··· SUPPLIED PASSAGE ···

Genetic variants of lncRNA HOTAIR contribute to the risk of osteosarcoma

Introduction

Osteosarcoma (OS), which derives from primitive bone-forming mesenchymal cells, is the most common primary bone malignancy and the eighth-most common form of childhood cancer, comprising 2.4% of all malignancies in pediatric patients, and about 20% of all primary bone cancers [1-5]. According to the Surveillance, Epidemiology, and End Results (SEER) program, approximately 7,104 cases of malignant primary OS patients were identified during 1999-2008 in United States, of which 5,379 were appendicular and 1,725 were axial [3]. For many years, accumulated evidences suggested that multiple genetic and environmental factors play pivotal roles in the pathogenesis of OS [6, 7]. However, the essential mechanisms underlying osteosarcomagenesis and progression continue to be obscure [8-10].

Recently, long non-coding RNAs (lncRNAs) have been identified for their wide range of biological regulatory functions in the carcinogenesis and progression of many cancers [11-14]. Loss of HOTAIR, a lncRNA in the mammalian HOXC locus that binds to and targets the PRC2 complex to the HOXD locus, can inhibit cancer invasiveness, particularly in cells that possess excessive PRC2 activity [15]. It has been widely explored for its genetic variants, expression level and carcinogenesis, tumor development and progression [16-19]. Previously, studies have investigated the association between HOTAIR variants and several cancers, such as breast cancer, gastric cancer, colorectal cancer, esophageal squamous cell carcinoma, and gastric cardia adenocarcinoma [17, 20-25]. However, little is known about the role of these gene polymorphisms in the carcinogenesis of OS. Thus, to clarify this association, we analyzed the role of HOTAIR variants in OS Development in a two-stage case-control study among a Chinese population.

Results

Characteristics of the study population

Table 1 presents the distribution of selected characteristics among OS cases and controls. In current study, a total of 900 OS cases and 900 controls were recruited in two stages, and there were no significant differences between OS cases and healthy controls for each stage regarding to age and gender (all P > 0.05), which indicates that the frequency matching was adequate. The tumors were mainly located at extremities, and half of the cases were metastatic OS. About 39.8% of cases’ enneking stage were defined as III in stage 1, and 40.1% in stage 2.

··· SOURCE DATA ···

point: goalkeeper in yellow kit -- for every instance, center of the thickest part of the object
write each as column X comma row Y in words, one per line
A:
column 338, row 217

···

### TASK REQUIREMENTS
Repeat the stretch of the osteosarcoma text from "Osteosarcoma (OS), which" through "be obscure [8-10]." word for word.

### OUTPUT FOR THIS TASK
Osteosarcoma (OS), which derives from primitive bone-forming mesenchymal cells, is the most common primary bone malignancy and the eighth-most common form of childhood cancer, comprising 2.4% of all malignancies in pediatric patients, and about 20% of all primary bone cancers [1-5]. According to the Surveillance, Epidemiology, and End Results (SEER) program, approximately 7,104 cases of malignant primary OS patients were identified during 1999-2008 in United States, of which 5,379 were appendicular and 1,725 were axial [3]. For many years, accumulated evidences suggested that multiple genetic and environmental factors play pivotal roles in the pathogenesis of OS [6, 7]. However, the essential mechanisms underlying osteosarcomagenesis and progression continue to be obscure [8-10].